## TAREFA PROPOSTA 1
Extraia do texto sobre gatos e políticos o trecho que começa em "Um conselho: dar" e segue até "associados ao Diabo.".
## TAREFA PROPOSTA 2
Responda às perguntas abaixo com base no texto sobre gatos e políticos.
(a) Que idade tem o Sr. Garfoldo em equivalência humana?
(b) Que característica do corpo permite a um gato entrar em qualquer local onde passe a cabeça?
(c) Em que aeroportos o PSD defende a eliminação das taxas?

Os gatos, como qualquer bom político, gostam de festas e esfreganço no lombo. Como qualquer bom político, gostam de ronronar para manifestar a sua satisfação.

Em equivalência humana, o Sr. Garfoldo 38 anos, já se poderia candidatar a Presidente da República. Estaria talhado para isso: adora afecto e que o fotografem. Teria uma enorme vantagem em relação ao actual: pode pegar-se-lhe ao colo. Quanto ao resto, era só uma questão de assessorias.

Um gato não tem clavículas, por isso, consegue entrar em qualquer local em que a sua cabeça também passe. Muitos políticos têm clavículas, mas não têm princípios, o que também lhes permite entrar em qualquer local em que a sua cabeça também passe.

Um conselho: dar a um gato comida humana, pode causar má nutrição e provocar doenças. Também não é aconselhável dar comida de gato aos políticos.

Os gatos suam pelas patas e eu já vi muito político a fazer o mesmo.

Mas há algumas características nos gatos que os afastariam da política: são inteligentes, elegantes e ágeis.

O macho tem pénis com espinhos. Eu não tenho e juro que não sei se há políticos que o tenham porque não ando por aí a ver se assim é.

E, finalmente, como muitos políticos, os gatos, também são associados ao Diabo.

4. O PSD defende eliminação das taxas, nos aeroportos da Madeira e do Porto Santo, como meio de relançar a actividade turística. Pode ser que, de caminho, consigam perceber que é na isenção de taxas às companhias aéreas (que deverão ser suportadas pelo OE) que está o caminho da nossa mobilidade e continuidade territorial. O Iniciativa Liberal apresentou uma proposta nesse sentido nas últimas Eleições Regionais. Houve quem nos chamasse de tontos.

## MATERIAL FORNECIDO
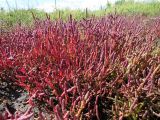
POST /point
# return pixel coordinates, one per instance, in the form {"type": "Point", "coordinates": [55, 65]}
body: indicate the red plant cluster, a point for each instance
{"type": "Point", "coordinates": [97, 68]}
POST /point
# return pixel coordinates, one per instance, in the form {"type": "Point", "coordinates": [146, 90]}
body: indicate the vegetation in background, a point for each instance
{"type": "Point", "coordinates": [25, 17]}
{"type": "Point", "coordinates": [93, 69]}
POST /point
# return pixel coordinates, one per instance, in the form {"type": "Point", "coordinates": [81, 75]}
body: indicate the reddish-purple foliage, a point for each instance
{"type": "Point", "coordinates": [97, 68]}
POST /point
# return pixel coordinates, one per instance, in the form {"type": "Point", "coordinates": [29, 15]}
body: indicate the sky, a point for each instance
{"type": "Point", "coordinates": [49, 5]}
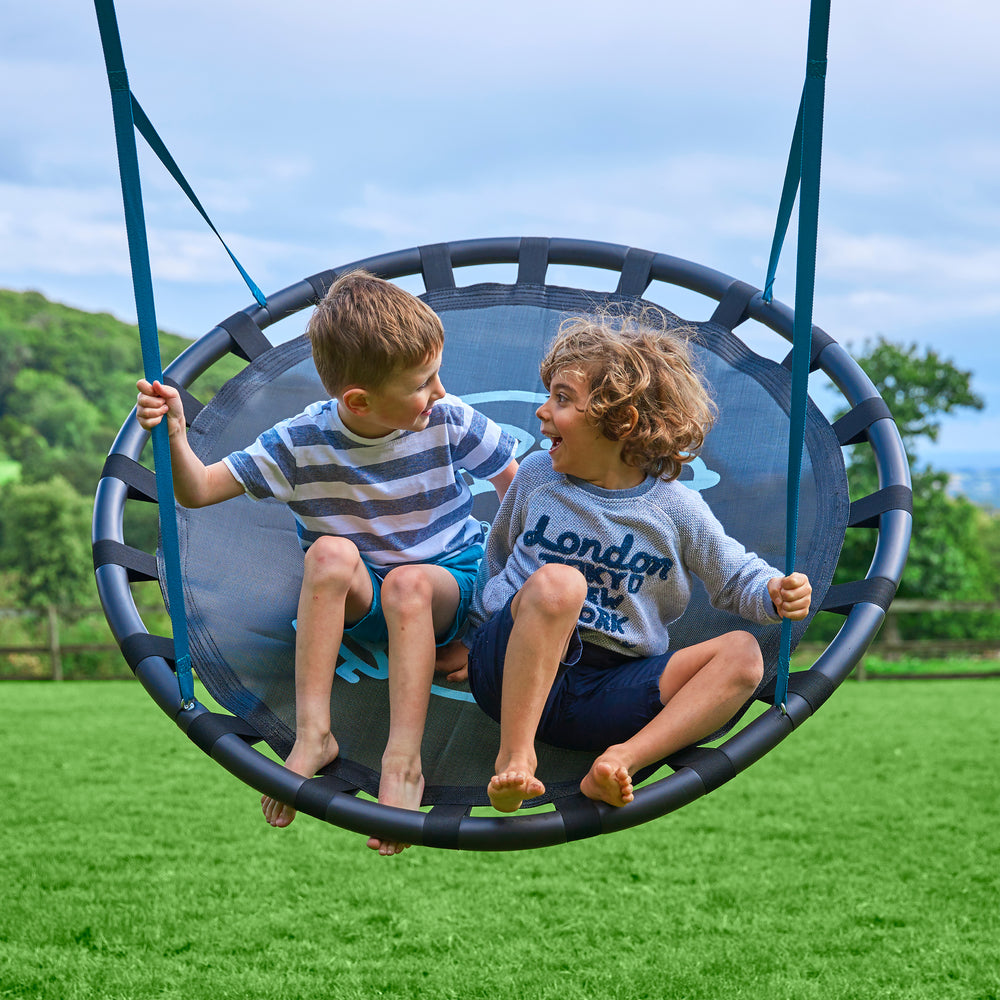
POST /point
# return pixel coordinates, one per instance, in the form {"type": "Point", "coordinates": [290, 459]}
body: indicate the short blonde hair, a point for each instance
{"type": "Point", "coordinates": [644, 388]}
{"type": "Point", "coordinates": [365, 330]}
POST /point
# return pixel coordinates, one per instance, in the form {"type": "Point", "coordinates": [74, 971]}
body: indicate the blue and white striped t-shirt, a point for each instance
{"type": "Point", "coordinates": [400, 498]}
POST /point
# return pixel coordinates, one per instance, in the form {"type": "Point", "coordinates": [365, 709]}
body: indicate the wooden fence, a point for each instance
{"type": "Point", "coordinates": [887, 644]}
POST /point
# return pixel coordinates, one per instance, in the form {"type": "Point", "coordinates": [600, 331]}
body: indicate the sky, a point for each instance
{"type": "Point", "coordinates": [317, 133]}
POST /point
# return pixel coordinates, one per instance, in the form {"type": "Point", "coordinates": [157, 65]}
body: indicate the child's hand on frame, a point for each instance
{"type": "Point", "coordinates": [791, 595]}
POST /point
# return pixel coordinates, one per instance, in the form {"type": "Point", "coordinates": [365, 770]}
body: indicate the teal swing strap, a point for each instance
{"type": "Point", "coordinates": [127, 117]}
{"type": "Point", "coordinates": [802, 175]}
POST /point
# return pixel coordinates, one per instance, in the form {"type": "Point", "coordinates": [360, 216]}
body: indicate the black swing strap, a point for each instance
{"type": "Point", "coordinates": [128, 116]}
{"type": "Point", "coordinates": [802, 175]}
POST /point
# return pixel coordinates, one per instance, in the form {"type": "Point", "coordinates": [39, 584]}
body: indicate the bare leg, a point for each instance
{"type": "Point", "coordinates": [701, 688]}
{"type": "Point", "coordinates": [418, 601]}
{"type": "Point", "coordinates": [545, 612]}
{"type": "Point", "coordinates": [335, 584]}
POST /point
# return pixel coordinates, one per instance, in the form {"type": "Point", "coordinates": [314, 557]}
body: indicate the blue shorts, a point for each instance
{"type": "Point", "coordinates": [464, 567]}
{"type": "Point", "coordinates": [599, 697]}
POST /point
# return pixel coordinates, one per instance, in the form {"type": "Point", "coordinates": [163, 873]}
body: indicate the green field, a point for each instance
{"type": "Point", "coordinates": [861, 859]}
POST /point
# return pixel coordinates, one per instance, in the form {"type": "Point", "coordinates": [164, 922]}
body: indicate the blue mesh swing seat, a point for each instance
{"type": "Point", "coordinates": [242, 563]}
{"type": "Point", "coordinates": [231, 573]}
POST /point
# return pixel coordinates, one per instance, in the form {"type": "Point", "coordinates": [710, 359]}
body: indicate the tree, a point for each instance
{"type": "Point", "coordinates": [948, 558]}
{"type": "Point", "coordinates": [45, 541]}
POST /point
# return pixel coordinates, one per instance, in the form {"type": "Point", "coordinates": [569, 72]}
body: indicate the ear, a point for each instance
{"type": "Point", "coordinates": [629, 421]}
{"type": "Point", "coordinates": [355, 400]}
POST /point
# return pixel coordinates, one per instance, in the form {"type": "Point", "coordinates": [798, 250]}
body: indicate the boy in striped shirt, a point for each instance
{"type": "Point", "coordinates": [383, 513]}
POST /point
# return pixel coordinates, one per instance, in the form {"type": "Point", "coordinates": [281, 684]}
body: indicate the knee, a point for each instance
{"type": "Point", "coordinates": [406, 589]}
{"type": "Point", "coordinates": [747, 668]}
{"type": "Point", "coordinates": [555, 591]}
{"type": "Point", "coordinates": [331, 561]}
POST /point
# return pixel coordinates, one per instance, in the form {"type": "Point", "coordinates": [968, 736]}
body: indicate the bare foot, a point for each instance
{"type": "Point", "coordinates": [400, 785]}
{"type": "Point", "coordinates": [306, 758]}
{"type": "Point", "coordinates": [509, 789]}
{"type": "Point", "coordinates": [608, 781]}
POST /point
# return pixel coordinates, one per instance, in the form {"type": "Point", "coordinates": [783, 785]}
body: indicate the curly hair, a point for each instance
{"type": "Point", "coordinates": [644, 387]}
{"type": "Point", "coordinates": [365, 330]}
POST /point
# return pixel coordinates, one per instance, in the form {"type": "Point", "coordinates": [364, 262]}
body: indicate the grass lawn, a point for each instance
{"type": "Point", "coordinates": [861, 859]}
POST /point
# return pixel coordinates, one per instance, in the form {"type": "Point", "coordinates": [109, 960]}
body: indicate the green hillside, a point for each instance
{"type": "Point", "coordinates": [67, 382]}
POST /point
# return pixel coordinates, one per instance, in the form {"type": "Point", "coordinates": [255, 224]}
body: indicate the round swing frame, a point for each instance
{"type": "Point", "coordinates": [699, 770]}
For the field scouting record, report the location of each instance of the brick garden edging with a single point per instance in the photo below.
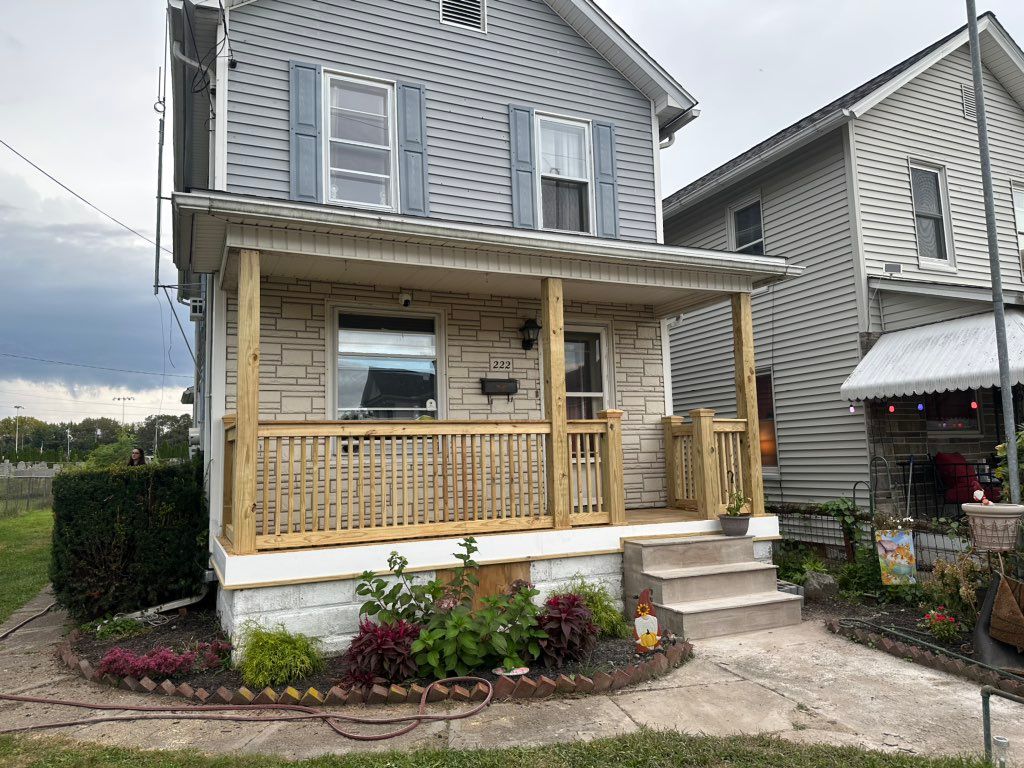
(522, 688)
(928, 657)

## RESOLUÇÃO 1
Um conselho: dar a um gato comida humana, pode causar má nutrição e provocar doenças. Também não é aconselhável dar comida de gato aos políticos.

Os gatos suam pelas patas e eu já vi muito político a fazer o mesmo.

Mas há algumas características nos gatos que os afastariam da política: são inteligentes, elegantes e ágeis.

O macho tem pénis com espinhos. Eu não tenho e juro que não sei se há políticos que o tenham porque não ando por aí a ver se assim é.

E, finalmente, como muitos políticos, os gatos, também são associados ao Diabo.

## RESOLUÇÃO 2
(a) 38 anos.
(b) Não ter clavículas.
(c) Nos aeroportos da Madeira e do Porto Santo.